**Task to complete:** Can you set out these lines as a numbered list, skipping any blank ones?

::::

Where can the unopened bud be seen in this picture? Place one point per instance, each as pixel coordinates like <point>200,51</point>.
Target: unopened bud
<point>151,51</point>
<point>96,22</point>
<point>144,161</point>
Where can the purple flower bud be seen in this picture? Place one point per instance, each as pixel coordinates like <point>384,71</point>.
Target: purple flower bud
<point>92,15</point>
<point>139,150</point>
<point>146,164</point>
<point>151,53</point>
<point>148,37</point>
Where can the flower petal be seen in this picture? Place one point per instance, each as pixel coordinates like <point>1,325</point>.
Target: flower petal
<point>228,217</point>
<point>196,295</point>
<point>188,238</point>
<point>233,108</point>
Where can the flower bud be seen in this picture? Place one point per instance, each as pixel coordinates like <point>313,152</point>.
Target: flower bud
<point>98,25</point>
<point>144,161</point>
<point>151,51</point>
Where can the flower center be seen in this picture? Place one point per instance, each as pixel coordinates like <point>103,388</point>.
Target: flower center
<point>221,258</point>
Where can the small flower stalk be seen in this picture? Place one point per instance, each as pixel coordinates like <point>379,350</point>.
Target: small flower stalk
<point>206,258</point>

::::

**Full response:**
1. Where can the unopened bud be seen in this picture? Place one point per instance, each as pixel coordinates like <point>200,51</point>.
2. Target: unopened bud
3. <point>151,51</point>
4. <point>96,22</point>
5. <point>144,161</point>
6. Where can the purple flower bud be seen in this picture? Place one point per instance, each as pixel coordinates like <point>384,71</point>.
7. Target: purple flower bud
8. <point>92,15</point>
9. <point>139,150</point>
10. <point>146,164</point>
11. <point>151,53</point>
12. <point>148,37</point>
13. Where can the flower petal be seen in this picture? Place one point per instance, each as pixel coordinates like <point>1,325</point>.
14. Target: flower petal
15. <point>228,217</point>
16. <point>196,295</point>
17. <point>188,238</point>
18. <point>233,108</point>
19. Where can the flower bud be seen in this picture? Place one point per instance, each as pixel coordinates like <point>313,152</point>.
20. Target: flower bud
21. <point>98,25</point>
22. <point>144,161</point>
23. <point>151,51</point>
24. Where can the flower center be seen in this picture? Place one point per instance, each as pixel coordinates like <point>103,388</point>.
25. Target: flower center
26. <point>221,258</point>
27. Where can the small flower stalk be seen in this picture? Place one point per instance, each as pixel coordinates like <point>379,350</point>.
28. Target: small flower stalk
29. <point>206,258</point>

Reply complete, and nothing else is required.